Travail à réaliser
(1) Selon le passage sur les indices composites et les IDE, dans quel but l'enquête sur les multinationales françaises présentes en Roumanie a-t-elle été menée ? Répondez en une à trois phrases.
(2) Reproduisez fidèlement, dans le passage sur les indices composites et les IDE, la partie qui commence par les mots contenant « Pour dépasser ces » et s'achève sur « du cadre institutionnel. ».
(3) Poursuivez la rédaction du passage sur les indices composites et les IDE à partir de sa dernière phrase.

Passage fourni
--*--

Par ailleurs, Kenneth Bollen et Pamela Paxton, analysant les indices élaborés pour évaluer la démocratie et les libertés politiques, attirent l’attention sur les erreurs qui peuvent intervenir dans la construction des indices composites qui reposent sur les opinions des spécialistes[14]. Les sources d’erreurs sont multiples. Tout d’abord, parce qu’il existe des distorsions dans la collecte d’informations, dans la mesure où les spécialistes utilisent des données venant en grande partie des publications anglo-saxonnes. Ensuite, parce que les spécialistes confondent souvent le critère de définition de la variable expliquée avec les variables explicatives. S’il est permis, par exemple, de tester le lien entre la religion et la démocratie, la vérification de ce lien ne fait pas de la religion un critère de définition de la démocratie. Or, comme le constatent ces deux auteurs, le pas est souvent rapidement franchi par certains experts. Enfin, parce que les pondérations utilisées n’échappent pas aux critiques quant à leur nature subjective. Dans ces conditions, les études empiriques ne sont pas convergentes dans leurs résultats et n’arrivent pas à conclure si certaines variables sont plus significatives que d’autres comme facteurs explicatifs des IDE. Sur le même registre de classement par pays, Michèle Debonneuil et Lionel Fontagné attirent l’attention sur la fragilité de la base théorique et de la méthodologie statistique des indices de compétitivité[15]. Lorsqu’ils sont employés pour réaliser des classements par pays, ils peuvent conduire le chercheur vers des résultats contradictoires. Dans le rapport sur la compétitivité de la France, ces auteurs citent l’exemple de la France, classée par le World Economic Forum et l’International Institut for Management Development sur des positions assez défavorables (entre le 12e et le 20e rang en 2001), tandis que les entrées d’IDE durant la période ont augmenté significativement à l’inverse d’autres pays industrialisés mieux classés par les mêmes indices.

L’enquête sur la perception des multinationales françaises présentes en Roumanie

Pour dépasser ces limites méthodologiques, mais aussi pour mieux comprendre les caractéristiques institutionnelles de la Roumanie, nous avons personnellement procédé à une enquête. Cette méthode nous offre une vision plus claire sur la perception des investisseurs étrangers sur la qualité du cadre institutionnel.

--*--

Données enregistrées
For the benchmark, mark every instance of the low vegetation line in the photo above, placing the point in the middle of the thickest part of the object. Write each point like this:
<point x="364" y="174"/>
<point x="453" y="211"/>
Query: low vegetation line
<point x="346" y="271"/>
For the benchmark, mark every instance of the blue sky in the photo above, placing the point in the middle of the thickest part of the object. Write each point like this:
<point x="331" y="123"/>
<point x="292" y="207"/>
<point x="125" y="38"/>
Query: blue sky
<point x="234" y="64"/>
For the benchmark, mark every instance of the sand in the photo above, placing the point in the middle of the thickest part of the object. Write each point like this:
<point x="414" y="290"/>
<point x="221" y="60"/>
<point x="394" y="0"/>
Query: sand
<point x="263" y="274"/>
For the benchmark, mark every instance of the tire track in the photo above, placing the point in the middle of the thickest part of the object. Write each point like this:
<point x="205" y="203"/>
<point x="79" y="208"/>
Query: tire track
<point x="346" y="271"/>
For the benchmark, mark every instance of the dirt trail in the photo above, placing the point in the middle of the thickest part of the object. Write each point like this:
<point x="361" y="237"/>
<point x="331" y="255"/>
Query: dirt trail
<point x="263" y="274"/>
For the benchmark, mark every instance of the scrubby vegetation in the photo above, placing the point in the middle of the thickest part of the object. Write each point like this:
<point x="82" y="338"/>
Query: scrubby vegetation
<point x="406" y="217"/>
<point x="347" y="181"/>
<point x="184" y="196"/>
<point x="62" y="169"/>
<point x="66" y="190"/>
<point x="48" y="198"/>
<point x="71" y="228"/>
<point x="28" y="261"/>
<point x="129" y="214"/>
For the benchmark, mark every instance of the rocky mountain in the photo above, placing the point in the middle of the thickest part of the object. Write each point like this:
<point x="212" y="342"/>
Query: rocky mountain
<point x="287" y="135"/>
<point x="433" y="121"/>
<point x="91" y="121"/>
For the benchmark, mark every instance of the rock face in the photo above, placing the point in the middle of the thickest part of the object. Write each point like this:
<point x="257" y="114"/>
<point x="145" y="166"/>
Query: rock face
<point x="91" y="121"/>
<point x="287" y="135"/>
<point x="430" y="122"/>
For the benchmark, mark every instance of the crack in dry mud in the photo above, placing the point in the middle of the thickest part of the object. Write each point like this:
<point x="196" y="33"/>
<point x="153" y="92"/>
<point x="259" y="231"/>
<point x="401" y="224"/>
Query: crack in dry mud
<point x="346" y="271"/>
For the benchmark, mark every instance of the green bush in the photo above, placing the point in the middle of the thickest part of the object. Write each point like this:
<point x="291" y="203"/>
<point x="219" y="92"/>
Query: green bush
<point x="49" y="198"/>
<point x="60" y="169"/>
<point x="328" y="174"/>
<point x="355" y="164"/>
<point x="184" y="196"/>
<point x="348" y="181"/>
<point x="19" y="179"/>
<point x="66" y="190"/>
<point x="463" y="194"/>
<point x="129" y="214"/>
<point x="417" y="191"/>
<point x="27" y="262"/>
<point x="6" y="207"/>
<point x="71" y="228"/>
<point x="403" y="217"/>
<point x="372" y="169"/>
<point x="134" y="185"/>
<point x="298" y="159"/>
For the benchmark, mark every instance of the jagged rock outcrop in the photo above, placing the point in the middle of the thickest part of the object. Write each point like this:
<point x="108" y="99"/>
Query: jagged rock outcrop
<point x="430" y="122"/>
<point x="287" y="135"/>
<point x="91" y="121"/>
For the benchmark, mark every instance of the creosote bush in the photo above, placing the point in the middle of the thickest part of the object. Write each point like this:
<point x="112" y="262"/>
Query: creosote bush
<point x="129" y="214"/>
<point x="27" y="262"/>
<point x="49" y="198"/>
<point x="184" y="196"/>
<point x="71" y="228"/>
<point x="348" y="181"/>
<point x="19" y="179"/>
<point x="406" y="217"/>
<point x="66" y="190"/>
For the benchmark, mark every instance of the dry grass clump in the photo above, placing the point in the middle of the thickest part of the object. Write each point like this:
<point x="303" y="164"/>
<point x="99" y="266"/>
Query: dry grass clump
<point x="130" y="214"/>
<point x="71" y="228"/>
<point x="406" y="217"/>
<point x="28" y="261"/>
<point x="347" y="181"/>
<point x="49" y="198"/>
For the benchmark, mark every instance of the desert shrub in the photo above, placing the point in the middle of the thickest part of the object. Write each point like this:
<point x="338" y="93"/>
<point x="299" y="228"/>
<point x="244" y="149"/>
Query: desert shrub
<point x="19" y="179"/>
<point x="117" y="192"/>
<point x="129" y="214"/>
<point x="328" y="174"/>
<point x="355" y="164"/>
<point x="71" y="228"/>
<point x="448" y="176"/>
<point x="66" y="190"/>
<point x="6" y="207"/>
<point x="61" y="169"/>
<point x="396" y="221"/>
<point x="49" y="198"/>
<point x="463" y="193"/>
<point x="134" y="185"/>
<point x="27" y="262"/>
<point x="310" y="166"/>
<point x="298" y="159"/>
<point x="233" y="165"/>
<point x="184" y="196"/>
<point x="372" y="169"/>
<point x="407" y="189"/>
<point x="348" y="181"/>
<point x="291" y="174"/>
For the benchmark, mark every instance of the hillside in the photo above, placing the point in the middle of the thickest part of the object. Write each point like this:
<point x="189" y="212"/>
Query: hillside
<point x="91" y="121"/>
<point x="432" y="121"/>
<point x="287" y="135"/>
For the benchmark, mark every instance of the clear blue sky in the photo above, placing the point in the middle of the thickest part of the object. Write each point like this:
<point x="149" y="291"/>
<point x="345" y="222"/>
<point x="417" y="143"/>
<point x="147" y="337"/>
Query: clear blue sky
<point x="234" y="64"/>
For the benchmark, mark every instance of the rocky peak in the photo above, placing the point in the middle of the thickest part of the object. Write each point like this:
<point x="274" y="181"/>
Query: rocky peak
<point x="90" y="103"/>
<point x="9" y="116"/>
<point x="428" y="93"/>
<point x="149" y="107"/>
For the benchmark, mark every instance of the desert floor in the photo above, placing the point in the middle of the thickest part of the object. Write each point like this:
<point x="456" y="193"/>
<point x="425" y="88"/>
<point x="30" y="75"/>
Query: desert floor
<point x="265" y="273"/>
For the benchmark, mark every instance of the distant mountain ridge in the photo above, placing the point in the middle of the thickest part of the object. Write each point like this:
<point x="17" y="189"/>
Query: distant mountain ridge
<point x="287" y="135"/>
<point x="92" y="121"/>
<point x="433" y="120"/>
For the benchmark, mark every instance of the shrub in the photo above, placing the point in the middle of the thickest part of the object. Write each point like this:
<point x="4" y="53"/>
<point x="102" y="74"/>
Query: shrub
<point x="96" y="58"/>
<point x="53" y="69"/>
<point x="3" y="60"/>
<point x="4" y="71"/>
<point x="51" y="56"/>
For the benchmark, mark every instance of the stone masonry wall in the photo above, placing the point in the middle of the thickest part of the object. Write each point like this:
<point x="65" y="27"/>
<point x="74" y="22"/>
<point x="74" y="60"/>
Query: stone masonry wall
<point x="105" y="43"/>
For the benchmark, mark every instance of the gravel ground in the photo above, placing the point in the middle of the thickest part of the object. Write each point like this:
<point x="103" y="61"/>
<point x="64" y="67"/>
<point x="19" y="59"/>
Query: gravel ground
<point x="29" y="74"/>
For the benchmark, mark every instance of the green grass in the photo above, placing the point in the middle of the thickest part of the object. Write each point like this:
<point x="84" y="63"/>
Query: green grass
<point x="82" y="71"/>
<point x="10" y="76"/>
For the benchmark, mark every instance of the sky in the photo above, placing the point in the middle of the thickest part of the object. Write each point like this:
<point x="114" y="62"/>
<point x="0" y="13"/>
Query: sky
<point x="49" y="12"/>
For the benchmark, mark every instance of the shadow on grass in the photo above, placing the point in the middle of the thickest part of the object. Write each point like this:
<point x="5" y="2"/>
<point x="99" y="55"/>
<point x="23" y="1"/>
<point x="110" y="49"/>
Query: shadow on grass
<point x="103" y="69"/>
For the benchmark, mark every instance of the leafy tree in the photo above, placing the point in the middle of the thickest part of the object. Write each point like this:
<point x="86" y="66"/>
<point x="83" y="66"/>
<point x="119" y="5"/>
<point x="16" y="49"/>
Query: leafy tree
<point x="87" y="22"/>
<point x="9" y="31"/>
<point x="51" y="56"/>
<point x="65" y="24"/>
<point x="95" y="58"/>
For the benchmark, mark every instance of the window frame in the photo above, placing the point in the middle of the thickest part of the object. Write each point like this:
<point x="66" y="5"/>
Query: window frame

--*--

Réponses aux consignes
(1) L'enquête visait à dépasser les limites méthodologiques des indices et à mieux comprendre les caractéristiques institutionnelles de la Roumanie. Cette méthode offre une vision plus claire de la perception qu'ont les investisseurs étrangers de la qualité du cadre institutionnel.

(2)
Pour dépasser ces limites méthodologiques, mais aussi pour mieux comprendre les caractéristiques institutionnelles de la Roumanie, nous avons personnellement procédé à une enquête. Cette méthode nous offre une vision plus claire sur la perception des investisseurs étrangers sur la qualité du cadre institutionnel.

(3)
L’enquête que nous avons menée a été réalisée en deux temps : une première étape s’est déroulée en 2005, avant l’adhésion de la Roumanie à l’UE, tandis que la deuxième étape a été réalisée en 2008, une année après l’adhésion. L’échantillon couvre 62 entreprises françaises en Roumanie, sur les 126 que nous avons pu identifier et parmi lesquelles figurent de grandes firmes comme Renault, Alcatel, Lafarge, Danone ou Carrefour.

L’état des lieux en 2005

Dans notre enquête, les investisseurs français ont été sollicités afin d’apprécier, sur une échelle à cinq niveaux, allant de « pas ou peu important » à « très important », la qualité de plusieurs variables pouvant être considérées comme des obstacles dans le bon fonctionnement du cadre institutionnel roumain. Le tableau 2 résume les réponses fournies par les investisseurs concernant les obstacles institutionnels les plus importants[16].

 

Tableau 2. Classement des principaux obstacles institutionnels roumains en 2005.

Variables Pas ou peu important (en %) (1) Important (en %) (2) Rang
L’instabilité du cadre législatif 6,5 93,5 1
La bureaucratie 11,3 88,7 2
La corruption 14,5 85,5 3
Le droit de propriété sur le terrain 46,8 53,2 4
La protection de la propriété intellectuelle 55 45 5
Le marché noir 66,2 33,8 6
Le risque d’expropriation 67,7 32,3 7

Source : Notre enquête.

 

L’instabilité législative est considérée, par les investisseurs français répondant à notre première enquête, comme l’obstacle le plus important pour le déroulement efficace de leurs affaires en Roumanie. Elle est suivie de près par la bureaucratie et la corruption.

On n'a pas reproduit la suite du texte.